■ What is needed
Each line of the listing that includes the string "below" is to be identified and copied.

■ Provided information
*** Block opens ***

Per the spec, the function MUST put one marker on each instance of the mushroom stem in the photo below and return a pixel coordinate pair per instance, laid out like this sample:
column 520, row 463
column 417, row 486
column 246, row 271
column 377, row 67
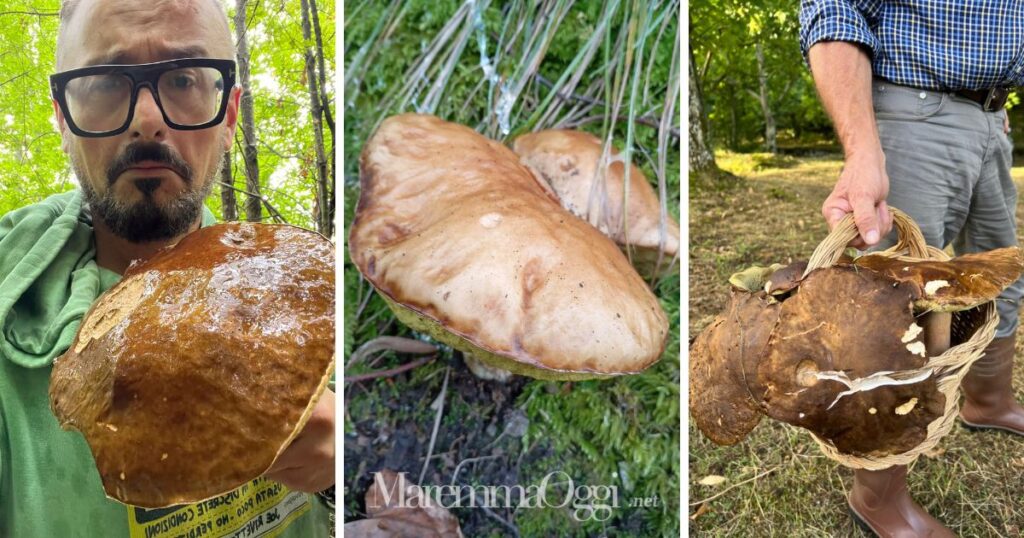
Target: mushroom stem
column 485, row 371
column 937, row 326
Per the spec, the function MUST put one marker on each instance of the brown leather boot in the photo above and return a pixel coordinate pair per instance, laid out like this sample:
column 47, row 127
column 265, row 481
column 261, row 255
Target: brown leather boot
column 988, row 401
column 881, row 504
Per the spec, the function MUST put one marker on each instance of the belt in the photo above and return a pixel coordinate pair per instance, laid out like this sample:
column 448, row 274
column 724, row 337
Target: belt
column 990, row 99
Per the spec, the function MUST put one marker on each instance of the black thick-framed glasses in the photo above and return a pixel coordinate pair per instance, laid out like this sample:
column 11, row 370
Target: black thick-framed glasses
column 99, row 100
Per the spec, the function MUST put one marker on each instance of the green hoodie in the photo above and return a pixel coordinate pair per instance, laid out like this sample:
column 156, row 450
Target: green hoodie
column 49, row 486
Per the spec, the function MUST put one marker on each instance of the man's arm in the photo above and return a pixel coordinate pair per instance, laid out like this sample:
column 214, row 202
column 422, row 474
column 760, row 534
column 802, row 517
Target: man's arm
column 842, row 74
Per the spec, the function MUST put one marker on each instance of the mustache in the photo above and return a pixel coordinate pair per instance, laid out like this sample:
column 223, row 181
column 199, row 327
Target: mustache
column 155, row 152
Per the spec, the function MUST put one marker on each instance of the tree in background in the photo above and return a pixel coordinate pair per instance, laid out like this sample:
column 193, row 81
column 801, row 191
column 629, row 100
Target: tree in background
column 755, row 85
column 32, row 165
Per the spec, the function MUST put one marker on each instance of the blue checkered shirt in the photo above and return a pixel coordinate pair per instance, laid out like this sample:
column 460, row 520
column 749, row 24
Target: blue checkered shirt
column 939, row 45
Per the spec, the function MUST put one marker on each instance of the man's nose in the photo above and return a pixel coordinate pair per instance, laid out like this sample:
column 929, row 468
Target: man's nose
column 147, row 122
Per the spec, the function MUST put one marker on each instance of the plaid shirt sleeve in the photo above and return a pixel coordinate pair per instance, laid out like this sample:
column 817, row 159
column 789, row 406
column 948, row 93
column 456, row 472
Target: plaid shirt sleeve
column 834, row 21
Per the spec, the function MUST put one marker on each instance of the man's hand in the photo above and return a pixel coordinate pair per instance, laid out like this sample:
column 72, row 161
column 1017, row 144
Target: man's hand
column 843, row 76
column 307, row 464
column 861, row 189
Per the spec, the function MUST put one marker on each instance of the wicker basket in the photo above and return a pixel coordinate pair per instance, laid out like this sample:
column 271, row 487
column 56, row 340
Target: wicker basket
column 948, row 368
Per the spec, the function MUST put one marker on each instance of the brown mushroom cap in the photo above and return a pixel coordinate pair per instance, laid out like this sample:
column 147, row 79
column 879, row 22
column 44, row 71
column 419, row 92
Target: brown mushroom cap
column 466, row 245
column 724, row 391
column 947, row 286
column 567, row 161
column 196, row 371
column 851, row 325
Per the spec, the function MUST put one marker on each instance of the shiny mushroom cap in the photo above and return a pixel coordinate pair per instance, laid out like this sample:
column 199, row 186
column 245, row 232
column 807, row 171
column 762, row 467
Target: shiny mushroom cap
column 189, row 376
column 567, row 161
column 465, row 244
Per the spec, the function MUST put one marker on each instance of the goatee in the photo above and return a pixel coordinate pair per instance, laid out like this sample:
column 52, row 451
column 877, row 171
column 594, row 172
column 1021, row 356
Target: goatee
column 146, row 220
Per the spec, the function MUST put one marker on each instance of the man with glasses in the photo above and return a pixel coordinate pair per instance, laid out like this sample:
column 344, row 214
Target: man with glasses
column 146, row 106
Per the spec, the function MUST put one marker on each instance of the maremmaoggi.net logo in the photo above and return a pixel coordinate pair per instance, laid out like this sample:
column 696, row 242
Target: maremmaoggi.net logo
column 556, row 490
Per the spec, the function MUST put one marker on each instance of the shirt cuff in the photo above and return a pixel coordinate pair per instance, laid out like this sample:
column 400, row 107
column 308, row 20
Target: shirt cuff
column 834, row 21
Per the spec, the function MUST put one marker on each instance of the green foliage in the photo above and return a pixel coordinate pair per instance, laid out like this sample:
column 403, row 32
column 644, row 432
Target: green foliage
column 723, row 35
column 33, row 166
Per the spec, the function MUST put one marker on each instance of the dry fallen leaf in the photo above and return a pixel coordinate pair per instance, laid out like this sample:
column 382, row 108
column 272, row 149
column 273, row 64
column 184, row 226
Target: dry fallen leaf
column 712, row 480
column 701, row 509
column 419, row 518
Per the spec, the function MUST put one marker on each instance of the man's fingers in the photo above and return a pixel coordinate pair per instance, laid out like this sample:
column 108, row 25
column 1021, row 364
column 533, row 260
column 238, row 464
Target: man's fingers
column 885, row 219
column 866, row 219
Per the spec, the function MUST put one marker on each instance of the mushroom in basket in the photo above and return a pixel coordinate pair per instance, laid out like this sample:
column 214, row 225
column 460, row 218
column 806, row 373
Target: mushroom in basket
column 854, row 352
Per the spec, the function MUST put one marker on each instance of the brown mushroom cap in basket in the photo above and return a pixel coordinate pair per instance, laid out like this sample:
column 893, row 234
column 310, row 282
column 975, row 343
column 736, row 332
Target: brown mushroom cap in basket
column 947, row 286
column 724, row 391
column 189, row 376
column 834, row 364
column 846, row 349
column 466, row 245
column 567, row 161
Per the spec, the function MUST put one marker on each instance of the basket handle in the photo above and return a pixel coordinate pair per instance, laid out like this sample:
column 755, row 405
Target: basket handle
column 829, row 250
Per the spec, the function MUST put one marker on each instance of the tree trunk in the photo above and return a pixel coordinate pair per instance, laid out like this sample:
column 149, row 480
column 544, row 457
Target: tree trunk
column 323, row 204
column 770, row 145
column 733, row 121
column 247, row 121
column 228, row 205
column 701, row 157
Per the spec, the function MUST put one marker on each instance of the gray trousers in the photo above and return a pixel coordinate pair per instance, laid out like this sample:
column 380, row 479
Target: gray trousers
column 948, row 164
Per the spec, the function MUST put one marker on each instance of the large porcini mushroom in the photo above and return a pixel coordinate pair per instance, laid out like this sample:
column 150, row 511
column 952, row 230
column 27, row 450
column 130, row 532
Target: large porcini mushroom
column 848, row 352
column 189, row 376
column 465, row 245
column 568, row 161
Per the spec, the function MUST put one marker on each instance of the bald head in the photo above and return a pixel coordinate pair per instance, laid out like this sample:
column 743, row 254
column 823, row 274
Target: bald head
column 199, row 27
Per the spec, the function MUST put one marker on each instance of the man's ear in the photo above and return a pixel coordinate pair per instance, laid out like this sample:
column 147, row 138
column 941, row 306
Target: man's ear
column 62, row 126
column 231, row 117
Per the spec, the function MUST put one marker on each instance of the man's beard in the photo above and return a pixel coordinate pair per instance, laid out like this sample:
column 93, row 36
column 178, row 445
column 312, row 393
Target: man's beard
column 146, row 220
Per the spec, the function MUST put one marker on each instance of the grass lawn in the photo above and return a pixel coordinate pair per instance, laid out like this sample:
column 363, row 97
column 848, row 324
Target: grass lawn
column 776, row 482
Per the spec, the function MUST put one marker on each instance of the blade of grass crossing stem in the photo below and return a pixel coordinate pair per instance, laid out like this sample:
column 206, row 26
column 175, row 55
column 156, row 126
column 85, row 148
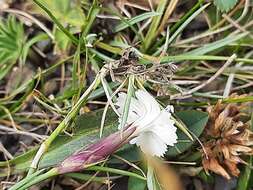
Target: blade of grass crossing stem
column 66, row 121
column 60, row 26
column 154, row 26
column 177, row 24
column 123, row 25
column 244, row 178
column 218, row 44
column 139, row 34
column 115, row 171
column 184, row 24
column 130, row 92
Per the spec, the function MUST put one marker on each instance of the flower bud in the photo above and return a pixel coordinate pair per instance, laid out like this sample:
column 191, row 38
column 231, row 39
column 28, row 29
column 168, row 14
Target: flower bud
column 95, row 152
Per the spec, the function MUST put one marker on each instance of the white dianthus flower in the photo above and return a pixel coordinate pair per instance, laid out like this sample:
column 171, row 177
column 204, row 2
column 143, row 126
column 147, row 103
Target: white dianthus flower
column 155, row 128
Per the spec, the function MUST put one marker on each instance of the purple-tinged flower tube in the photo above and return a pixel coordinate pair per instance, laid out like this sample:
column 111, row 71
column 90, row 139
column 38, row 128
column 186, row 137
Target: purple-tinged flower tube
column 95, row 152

*** Block closes ***
*** Block opens ***

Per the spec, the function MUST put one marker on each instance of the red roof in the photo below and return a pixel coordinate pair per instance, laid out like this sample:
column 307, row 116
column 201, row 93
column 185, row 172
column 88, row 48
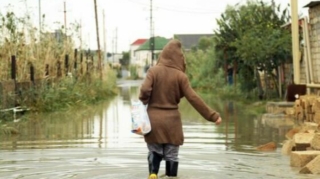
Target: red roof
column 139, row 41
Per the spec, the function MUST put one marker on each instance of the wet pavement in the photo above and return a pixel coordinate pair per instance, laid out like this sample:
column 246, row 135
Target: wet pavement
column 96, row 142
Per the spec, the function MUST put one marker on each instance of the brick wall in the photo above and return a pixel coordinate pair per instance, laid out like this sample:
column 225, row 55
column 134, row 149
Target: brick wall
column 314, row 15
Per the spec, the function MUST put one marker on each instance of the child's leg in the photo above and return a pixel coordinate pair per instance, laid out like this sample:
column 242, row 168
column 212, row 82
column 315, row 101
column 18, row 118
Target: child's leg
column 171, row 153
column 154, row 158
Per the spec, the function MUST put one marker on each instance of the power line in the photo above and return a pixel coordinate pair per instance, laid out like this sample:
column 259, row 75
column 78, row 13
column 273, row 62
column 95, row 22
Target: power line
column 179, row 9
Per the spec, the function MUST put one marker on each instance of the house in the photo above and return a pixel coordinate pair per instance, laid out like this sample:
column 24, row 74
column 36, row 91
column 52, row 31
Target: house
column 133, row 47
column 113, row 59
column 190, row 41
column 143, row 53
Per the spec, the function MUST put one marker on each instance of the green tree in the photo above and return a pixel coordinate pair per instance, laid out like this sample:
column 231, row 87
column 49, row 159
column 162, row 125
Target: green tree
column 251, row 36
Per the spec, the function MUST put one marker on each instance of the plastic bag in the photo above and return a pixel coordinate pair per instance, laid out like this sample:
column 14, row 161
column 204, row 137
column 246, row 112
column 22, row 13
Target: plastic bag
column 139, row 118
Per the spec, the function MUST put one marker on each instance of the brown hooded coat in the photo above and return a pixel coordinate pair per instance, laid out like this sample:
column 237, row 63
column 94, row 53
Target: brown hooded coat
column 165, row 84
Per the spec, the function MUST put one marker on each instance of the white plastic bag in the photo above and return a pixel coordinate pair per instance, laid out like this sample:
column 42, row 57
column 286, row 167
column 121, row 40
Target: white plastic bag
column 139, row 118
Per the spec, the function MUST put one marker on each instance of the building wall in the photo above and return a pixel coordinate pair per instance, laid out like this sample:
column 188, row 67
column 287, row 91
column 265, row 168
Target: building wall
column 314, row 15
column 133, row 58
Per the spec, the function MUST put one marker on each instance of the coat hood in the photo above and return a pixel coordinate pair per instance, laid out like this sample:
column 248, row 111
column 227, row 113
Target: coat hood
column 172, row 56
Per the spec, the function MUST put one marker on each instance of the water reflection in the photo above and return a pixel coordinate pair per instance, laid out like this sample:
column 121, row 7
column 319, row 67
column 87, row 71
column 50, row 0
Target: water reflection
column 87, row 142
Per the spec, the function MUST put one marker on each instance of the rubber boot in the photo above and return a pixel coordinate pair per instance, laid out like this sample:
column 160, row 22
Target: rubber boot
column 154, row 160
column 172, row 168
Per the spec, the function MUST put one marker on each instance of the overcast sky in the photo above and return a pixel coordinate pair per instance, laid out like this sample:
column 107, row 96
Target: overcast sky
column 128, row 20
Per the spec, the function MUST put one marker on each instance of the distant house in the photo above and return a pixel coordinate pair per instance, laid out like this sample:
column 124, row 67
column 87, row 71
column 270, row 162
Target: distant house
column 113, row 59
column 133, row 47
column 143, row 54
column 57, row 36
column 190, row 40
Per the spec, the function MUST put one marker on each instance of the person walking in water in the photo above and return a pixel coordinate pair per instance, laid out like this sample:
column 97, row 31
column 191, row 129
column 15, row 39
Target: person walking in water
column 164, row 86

*** Block closes ***
*** Block opens ***

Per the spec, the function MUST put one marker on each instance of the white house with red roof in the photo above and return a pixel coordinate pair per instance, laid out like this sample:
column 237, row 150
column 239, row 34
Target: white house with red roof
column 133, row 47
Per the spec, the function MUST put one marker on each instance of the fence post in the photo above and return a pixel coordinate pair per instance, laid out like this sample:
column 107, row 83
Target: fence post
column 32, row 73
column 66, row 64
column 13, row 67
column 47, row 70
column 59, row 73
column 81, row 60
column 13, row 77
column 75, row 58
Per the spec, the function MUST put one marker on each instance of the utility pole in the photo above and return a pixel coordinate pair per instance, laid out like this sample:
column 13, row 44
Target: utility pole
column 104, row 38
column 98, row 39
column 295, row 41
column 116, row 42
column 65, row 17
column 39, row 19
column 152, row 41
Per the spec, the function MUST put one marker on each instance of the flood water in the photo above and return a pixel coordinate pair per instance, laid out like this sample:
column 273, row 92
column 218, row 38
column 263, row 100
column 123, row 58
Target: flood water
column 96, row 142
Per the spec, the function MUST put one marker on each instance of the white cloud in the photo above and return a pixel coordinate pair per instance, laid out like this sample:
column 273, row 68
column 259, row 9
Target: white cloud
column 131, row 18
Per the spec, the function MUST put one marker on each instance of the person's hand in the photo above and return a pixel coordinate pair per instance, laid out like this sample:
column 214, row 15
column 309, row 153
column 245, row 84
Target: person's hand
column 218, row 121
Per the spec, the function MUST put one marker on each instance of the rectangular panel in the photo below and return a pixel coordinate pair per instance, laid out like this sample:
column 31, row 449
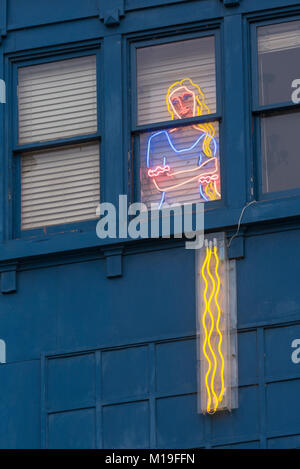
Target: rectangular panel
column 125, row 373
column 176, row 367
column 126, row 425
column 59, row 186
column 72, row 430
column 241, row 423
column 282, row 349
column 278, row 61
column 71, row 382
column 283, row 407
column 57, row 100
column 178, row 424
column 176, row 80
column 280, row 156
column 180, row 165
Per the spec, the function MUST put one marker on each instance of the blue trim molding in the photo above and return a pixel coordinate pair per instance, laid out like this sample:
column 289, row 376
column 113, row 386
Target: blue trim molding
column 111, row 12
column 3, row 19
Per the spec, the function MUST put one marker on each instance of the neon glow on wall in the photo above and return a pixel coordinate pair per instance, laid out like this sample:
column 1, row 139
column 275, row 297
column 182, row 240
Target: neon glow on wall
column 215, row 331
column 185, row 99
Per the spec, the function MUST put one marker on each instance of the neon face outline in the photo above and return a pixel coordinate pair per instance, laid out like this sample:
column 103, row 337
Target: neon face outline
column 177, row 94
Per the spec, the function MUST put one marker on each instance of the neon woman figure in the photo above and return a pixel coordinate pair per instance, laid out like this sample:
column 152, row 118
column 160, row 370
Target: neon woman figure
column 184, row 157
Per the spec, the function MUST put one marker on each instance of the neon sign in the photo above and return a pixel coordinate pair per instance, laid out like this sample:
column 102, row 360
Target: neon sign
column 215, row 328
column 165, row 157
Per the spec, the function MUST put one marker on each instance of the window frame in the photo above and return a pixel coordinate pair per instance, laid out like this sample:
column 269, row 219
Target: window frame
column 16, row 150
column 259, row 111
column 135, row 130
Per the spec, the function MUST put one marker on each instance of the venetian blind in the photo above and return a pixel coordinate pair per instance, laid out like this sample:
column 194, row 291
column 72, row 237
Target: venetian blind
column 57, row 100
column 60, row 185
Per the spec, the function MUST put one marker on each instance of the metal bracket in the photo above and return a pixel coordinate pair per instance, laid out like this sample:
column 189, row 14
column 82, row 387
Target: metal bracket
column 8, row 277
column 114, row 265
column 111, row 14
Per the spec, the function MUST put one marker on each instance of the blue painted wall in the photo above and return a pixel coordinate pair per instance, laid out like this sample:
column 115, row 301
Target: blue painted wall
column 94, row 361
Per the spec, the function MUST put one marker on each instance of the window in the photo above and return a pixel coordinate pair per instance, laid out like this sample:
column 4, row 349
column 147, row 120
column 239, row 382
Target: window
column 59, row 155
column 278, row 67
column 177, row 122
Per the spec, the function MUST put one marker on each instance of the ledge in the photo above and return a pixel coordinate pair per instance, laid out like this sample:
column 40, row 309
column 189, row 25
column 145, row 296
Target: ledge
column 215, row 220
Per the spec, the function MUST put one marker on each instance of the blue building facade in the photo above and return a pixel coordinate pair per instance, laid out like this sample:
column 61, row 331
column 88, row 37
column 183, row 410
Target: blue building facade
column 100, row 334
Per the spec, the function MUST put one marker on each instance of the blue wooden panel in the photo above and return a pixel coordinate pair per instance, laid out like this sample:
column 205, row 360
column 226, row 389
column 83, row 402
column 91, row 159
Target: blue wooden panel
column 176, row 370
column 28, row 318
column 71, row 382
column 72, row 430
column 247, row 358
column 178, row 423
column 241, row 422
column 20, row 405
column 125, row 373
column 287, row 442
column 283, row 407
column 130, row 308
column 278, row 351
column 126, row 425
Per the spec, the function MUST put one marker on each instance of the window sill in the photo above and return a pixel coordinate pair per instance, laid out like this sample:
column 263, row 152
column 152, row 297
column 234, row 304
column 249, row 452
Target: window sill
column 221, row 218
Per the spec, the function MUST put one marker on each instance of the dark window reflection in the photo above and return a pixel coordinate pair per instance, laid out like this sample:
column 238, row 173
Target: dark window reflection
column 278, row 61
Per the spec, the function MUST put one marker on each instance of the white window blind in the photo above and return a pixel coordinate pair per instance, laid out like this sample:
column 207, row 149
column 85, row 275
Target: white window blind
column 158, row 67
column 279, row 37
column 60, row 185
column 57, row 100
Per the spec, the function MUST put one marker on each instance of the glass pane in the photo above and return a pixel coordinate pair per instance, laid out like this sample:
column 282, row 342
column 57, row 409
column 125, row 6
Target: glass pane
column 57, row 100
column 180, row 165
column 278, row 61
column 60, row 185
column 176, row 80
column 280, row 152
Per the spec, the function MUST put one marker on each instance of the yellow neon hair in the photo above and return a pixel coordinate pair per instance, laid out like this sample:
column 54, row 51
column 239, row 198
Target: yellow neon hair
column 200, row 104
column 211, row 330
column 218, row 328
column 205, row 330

*** Block closes ***

■ Expected answer
Per the spec, the function MUST put one marker on each instance of the mushroom stem in the photo below and return a pixel coordinate pair per instance, laid out like this sample:
Per the spec, the function MUST put one marker on each instance of the blade of grass crossing stem in the photo below and return a pixel coordinate pair per instance, laid out like this sample:
Per the spec, the function MUST put one marker on each instance of the red roof in the photo below and return a pixel coordinate pair per instance, laid out like this sample:
Per the spec, the function MUST put one marker on each instance of the rectangular panel in the photo below and return a pixel coordinate pair per instance, laid out like this sample:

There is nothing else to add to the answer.